**Coordinate annotation rows:**
☆ ☆ ☆ ☆

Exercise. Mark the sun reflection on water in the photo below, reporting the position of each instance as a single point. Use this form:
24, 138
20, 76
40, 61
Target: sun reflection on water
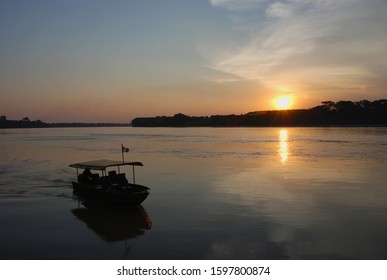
283, 147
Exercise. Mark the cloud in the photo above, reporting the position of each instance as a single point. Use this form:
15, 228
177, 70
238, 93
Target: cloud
307, 42
235, 5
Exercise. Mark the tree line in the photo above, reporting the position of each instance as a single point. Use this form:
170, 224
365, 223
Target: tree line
329, 113
27, 123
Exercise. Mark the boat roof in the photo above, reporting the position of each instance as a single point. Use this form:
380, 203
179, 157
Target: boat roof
102, 164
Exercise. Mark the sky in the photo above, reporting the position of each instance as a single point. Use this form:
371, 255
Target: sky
112, 61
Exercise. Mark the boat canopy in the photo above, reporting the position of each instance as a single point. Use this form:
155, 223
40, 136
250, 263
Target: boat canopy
102, 164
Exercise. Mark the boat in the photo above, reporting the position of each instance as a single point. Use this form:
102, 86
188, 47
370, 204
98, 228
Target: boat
111, 185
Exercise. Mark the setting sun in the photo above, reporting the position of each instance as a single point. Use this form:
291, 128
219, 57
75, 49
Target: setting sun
283, 102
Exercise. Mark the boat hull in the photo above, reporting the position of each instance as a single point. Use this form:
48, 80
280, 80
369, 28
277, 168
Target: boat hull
132, 195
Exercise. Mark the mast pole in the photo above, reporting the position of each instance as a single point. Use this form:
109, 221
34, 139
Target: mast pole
122, 152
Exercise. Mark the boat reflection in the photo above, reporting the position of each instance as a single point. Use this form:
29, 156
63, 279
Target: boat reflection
113, 223
283, 147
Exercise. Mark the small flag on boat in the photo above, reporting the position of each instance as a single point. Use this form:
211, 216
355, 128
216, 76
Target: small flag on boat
124, 149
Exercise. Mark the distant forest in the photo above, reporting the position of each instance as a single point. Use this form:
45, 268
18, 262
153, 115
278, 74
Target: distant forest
27, 123
329, 113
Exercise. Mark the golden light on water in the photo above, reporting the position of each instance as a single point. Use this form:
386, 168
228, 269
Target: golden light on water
283, 146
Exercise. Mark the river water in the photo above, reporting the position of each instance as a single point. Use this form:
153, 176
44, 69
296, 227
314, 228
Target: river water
216, 193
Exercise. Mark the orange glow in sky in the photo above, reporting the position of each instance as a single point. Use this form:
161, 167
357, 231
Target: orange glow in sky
283, 102
98, 61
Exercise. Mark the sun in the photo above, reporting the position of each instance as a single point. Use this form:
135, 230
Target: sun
283, 102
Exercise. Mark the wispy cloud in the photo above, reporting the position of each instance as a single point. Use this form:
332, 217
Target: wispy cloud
307, 42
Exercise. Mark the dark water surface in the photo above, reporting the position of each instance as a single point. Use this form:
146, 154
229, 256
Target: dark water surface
216, 193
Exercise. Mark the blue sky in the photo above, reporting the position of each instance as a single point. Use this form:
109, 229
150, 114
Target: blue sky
115, 60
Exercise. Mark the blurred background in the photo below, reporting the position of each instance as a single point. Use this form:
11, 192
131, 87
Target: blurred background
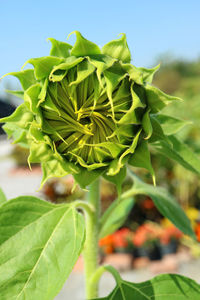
157, 32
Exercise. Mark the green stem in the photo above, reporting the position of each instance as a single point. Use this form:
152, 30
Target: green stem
90, 253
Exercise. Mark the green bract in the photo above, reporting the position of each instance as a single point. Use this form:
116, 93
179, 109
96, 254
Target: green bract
87, 111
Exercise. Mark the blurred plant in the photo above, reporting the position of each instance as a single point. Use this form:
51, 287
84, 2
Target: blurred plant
87, 112
61, 190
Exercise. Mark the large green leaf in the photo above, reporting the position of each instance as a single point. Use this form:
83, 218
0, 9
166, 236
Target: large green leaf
118, 49
39, 245
161, 287
165, 203
2, 197
179, 152
171, 125
115, 216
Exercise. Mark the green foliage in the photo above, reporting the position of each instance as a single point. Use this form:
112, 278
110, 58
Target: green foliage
164, 202
161, 287
115, 216
39, 245
2, 197
87, 110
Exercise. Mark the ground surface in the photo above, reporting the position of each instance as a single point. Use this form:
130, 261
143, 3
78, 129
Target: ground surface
16, 183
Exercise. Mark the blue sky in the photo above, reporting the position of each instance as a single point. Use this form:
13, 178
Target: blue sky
152, 28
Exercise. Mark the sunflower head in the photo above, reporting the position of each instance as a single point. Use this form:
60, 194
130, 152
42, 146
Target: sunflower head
87, 111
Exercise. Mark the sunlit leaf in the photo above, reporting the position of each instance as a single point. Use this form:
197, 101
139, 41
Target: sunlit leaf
115, 216
180, 153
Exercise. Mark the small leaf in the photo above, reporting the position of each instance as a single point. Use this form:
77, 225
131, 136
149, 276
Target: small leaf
2, 197
161, 287
118, 49
39, 245
85, 177
84, 70
59, 49
83, 47
25, 77
156, 99
157, 131
146, 124
44, 65
165, 203
171, 125
118, 213
179, 152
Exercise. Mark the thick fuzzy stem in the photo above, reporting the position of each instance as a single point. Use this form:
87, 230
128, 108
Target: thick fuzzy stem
90, 253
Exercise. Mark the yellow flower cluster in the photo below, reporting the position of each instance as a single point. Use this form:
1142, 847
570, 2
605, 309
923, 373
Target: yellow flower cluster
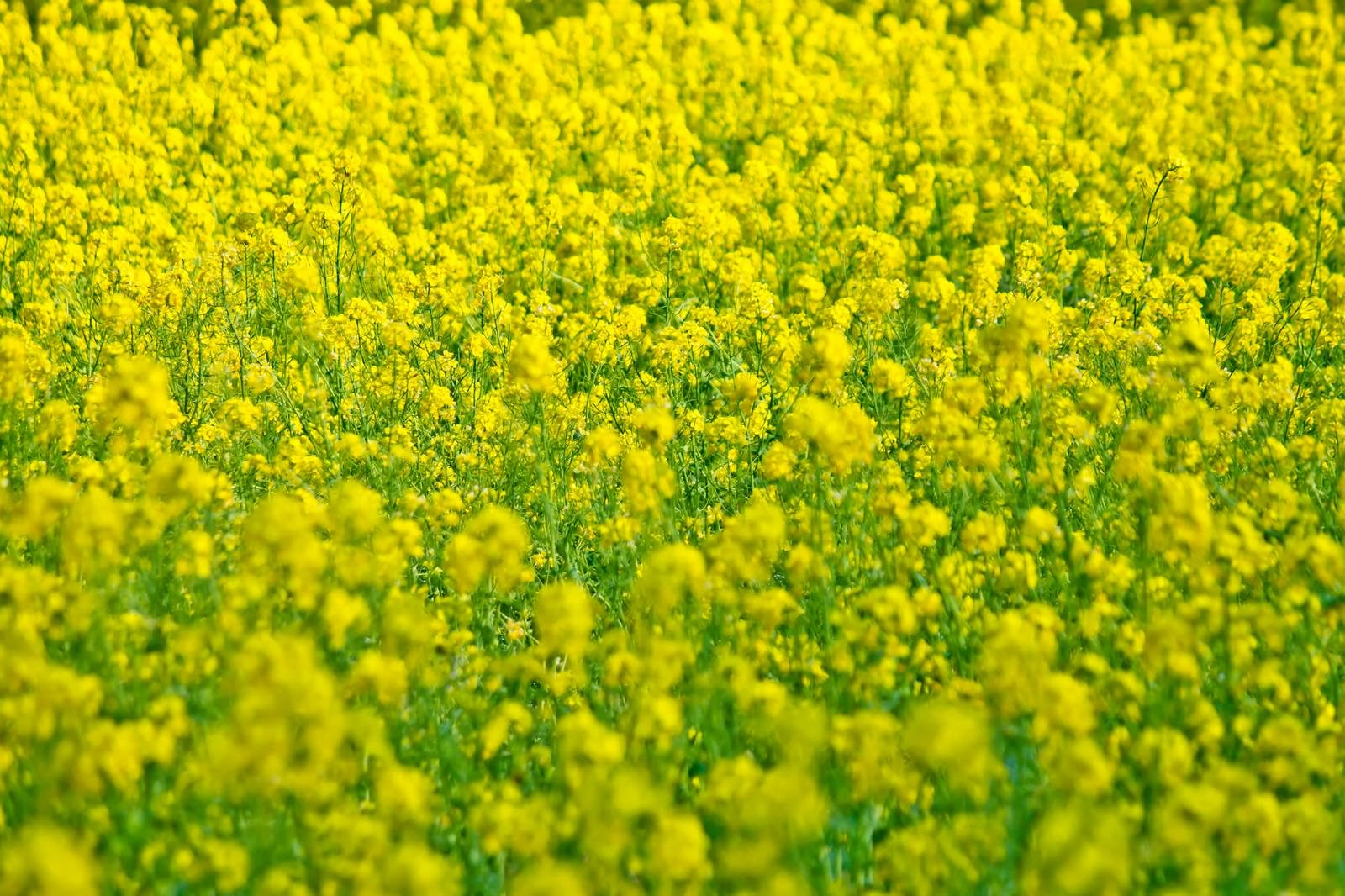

☆ ☆ ☆ ☆

Copy the rows from the line containing "Exercise. Mark the thick" through the end of the rows, leaving out any pictures.

**WORKED SOLUTION:**
Exercise. Mark the thick fuzzy stem in the photo above, reporting the position of each instance as a single point. Use this form:
87, 230
128, 108
Target: thick fuzzy stem
90, 253
Exercise. Mark the yellow flower cluster in the photo below, reporting the position of each instance as a single point. Use this form:
1142, 847
570, 2
605, 309
923, 373
Target: yellow flower cluster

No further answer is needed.